Count how many lines of the entries below contain the word "white", and reply with the number alone.

(Items from a dataset)
|---|

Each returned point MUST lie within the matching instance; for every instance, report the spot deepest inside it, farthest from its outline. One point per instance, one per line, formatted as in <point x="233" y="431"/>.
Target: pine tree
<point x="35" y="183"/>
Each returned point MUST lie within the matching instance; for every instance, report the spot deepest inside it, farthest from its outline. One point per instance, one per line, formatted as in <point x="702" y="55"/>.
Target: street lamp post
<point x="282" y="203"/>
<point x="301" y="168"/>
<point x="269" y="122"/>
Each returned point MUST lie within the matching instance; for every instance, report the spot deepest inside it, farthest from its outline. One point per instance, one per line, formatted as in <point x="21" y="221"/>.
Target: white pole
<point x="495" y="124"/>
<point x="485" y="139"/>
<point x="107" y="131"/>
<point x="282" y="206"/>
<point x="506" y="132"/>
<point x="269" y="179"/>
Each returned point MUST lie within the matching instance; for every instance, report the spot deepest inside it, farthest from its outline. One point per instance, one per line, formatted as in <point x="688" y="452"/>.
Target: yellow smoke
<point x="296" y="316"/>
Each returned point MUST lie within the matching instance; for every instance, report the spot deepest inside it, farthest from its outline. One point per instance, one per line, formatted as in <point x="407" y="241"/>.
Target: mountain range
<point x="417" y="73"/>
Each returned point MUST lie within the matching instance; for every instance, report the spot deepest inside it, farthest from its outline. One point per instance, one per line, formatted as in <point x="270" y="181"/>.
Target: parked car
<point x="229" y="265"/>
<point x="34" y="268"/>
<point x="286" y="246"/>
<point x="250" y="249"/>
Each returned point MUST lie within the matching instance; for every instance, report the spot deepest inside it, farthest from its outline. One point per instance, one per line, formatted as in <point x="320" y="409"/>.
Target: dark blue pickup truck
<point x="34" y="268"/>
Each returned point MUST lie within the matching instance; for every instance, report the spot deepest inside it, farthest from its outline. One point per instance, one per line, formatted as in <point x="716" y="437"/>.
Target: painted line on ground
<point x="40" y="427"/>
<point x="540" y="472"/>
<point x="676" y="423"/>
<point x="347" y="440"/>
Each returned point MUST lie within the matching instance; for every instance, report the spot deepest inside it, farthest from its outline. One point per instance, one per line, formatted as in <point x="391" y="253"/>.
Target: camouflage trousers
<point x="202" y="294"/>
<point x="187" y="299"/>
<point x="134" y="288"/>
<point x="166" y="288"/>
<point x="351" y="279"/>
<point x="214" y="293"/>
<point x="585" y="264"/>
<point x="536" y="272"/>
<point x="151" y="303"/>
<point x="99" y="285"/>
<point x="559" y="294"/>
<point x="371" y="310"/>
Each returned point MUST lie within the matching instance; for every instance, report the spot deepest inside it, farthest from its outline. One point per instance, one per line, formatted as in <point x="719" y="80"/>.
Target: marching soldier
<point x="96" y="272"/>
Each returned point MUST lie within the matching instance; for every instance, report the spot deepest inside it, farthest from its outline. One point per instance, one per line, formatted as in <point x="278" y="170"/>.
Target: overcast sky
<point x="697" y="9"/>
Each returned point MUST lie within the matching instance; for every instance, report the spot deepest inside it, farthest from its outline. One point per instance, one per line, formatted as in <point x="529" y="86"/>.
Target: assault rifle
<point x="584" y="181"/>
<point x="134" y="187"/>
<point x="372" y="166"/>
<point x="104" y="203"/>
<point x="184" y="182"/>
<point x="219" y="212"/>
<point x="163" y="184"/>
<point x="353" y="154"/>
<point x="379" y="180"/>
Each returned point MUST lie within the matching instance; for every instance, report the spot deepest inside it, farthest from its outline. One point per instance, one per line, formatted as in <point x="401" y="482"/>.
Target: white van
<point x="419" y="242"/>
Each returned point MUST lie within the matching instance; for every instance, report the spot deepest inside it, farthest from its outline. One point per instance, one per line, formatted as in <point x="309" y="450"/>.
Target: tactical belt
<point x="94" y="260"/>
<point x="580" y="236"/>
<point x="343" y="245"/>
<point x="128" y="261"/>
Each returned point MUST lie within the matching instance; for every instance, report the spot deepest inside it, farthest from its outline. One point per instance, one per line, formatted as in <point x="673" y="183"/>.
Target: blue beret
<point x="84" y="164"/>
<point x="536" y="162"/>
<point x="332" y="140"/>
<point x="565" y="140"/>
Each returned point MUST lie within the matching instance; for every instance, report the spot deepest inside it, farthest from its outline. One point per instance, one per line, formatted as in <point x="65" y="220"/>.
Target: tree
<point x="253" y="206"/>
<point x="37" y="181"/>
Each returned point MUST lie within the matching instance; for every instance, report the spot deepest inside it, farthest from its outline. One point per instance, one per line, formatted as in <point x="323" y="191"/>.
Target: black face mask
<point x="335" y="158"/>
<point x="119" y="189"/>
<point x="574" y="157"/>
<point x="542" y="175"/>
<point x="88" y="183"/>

|---|

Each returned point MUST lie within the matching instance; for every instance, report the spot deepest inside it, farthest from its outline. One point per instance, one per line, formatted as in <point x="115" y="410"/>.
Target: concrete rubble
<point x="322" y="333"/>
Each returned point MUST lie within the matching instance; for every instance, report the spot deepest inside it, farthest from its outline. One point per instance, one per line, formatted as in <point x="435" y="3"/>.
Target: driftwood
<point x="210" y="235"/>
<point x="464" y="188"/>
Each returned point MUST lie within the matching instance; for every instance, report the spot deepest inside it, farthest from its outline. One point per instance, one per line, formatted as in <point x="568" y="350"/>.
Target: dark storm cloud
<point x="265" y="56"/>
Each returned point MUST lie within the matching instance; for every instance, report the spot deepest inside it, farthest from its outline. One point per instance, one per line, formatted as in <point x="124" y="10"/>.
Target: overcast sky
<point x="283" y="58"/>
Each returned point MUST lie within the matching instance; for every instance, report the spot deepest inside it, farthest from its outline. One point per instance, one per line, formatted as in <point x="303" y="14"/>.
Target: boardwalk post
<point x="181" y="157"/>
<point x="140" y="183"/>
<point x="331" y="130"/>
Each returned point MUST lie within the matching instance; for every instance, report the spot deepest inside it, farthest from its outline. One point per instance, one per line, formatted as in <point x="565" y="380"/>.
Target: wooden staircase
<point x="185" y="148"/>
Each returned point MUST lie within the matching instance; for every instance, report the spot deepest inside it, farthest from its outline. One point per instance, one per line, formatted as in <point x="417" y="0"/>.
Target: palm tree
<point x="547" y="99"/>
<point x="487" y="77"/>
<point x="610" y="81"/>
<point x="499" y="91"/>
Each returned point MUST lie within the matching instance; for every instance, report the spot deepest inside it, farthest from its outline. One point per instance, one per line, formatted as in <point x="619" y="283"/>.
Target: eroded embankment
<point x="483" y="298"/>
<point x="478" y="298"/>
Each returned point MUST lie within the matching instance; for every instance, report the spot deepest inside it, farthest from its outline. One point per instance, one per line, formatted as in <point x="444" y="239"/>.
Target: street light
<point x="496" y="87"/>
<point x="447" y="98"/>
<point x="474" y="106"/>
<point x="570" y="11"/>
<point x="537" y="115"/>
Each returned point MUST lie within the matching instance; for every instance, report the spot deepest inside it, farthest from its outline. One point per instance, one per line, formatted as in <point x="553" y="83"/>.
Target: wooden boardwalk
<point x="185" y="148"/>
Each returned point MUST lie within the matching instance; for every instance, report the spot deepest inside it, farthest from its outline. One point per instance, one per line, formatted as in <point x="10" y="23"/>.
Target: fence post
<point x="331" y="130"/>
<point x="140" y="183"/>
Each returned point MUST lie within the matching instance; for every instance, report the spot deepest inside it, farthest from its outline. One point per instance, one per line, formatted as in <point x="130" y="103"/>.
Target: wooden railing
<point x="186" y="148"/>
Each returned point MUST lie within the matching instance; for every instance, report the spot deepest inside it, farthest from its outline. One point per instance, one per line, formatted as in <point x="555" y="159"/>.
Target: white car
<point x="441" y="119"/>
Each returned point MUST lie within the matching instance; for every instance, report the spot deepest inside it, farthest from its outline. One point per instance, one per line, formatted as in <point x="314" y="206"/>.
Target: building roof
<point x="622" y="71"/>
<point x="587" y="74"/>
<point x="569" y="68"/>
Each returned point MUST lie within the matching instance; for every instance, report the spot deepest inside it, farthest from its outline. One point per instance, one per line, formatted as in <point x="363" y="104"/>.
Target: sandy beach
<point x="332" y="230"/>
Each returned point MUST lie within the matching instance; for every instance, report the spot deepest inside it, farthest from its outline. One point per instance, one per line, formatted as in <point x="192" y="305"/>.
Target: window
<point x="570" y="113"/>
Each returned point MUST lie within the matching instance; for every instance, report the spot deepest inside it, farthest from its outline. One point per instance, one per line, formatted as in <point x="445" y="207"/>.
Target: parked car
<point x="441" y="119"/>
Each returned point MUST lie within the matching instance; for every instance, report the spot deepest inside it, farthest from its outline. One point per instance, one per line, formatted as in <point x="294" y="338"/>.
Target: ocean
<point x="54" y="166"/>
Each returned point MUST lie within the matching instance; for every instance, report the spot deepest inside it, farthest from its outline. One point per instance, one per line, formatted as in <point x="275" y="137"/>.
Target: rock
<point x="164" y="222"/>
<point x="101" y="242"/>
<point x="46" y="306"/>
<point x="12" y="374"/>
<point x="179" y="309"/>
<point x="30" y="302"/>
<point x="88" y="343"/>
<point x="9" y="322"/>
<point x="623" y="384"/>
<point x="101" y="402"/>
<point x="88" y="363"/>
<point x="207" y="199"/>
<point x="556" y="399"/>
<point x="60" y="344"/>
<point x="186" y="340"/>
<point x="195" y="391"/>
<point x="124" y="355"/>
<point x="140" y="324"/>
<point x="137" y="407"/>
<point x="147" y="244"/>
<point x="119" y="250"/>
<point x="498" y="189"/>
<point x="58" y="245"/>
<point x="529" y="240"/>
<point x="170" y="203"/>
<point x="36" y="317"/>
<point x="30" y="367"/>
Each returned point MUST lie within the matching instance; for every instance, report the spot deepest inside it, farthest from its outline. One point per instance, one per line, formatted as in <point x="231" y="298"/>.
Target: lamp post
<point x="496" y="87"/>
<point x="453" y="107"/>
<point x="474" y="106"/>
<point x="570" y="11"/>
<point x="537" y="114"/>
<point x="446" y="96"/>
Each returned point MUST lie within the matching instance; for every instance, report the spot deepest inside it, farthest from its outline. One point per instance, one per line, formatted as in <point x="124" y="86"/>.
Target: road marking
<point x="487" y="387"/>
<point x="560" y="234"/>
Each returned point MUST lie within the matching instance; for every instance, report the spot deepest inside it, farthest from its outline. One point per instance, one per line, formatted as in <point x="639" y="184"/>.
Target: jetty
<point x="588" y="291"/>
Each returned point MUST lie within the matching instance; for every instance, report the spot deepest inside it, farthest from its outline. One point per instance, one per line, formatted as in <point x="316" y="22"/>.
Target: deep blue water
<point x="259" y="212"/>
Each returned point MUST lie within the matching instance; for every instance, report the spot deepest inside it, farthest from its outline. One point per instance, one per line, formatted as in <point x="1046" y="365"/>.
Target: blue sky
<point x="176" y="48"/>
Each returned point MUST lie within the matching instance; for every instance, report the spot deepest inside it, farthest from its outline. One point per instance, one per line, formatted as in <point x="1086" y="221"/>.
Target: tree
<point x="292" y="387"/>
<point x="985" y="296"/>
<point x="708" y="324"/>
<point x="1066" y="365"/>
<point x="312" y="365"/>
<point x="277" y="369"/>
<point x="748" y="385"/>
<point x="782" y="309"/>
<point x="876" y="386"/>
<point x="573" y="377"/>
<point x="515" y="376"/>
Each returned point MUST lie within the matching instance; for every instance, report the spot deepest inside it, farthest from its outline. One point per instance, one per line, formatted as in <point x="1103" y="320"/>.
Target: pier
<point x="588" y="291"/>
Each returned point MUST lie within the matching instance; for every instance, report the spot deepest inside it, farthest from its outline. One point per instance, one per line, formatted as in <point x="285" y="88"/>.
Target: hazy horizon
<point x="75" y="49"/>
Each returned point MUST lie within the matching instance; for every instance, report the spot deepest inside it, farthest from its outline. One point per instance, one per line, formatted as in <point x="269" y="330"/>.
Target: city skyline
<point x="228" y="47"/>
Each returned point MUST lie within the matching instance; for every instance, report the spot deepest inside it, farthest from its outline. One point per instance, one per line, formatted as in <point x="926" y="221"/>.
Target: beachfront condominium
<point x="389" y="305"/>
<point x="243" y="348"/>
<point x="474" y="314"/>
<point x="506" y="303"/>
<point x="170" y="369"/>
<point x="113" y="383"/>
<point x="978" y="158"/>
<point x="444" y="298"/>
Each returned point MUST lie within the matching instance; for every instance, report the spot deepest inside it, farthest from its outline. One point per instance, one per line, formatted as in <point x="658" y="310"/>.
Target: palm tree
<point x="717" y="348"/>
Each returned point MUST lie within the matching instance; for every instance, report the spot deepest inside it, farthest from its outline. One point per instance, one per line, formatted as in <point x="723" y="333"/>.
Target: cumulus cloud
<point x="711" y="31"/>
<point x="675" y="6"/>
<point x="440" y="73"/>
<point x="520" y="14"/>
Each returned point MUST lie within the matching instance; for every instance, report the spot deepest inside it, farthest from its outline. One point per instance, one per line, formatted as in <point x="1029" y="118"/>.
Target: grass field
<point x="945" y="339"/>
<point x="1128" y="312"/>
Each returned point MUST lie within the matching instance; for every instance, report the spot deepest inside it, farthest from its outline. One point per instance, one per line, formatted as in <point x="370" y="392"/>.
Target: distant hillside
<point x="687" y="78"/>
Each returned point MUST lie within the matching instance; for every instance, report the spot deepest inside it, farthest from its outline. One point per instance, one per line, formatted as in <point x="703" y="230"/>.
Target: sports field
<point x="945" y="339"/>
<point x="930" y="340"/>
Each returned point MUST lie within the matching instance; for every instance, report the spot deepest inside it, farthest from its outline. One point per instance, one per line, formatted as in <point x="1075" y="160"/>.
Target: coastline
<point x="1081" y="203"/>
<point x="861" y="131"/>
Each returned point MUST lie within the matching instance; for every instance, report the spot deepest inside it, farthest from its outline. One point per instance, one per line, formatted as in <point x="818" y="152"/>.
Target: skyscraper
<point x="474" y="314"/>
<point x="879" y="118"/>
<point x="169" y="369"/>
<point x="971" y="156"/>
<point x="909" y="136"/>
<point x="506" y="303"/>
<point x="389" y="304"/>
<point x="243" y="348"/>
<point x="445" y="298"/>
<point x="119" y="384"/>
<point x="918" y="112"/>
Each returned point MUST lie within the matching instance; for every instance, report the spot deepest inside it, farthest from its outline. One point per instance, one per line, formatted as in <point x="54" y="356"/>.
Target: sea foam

|---|

IN RESPONSE: 3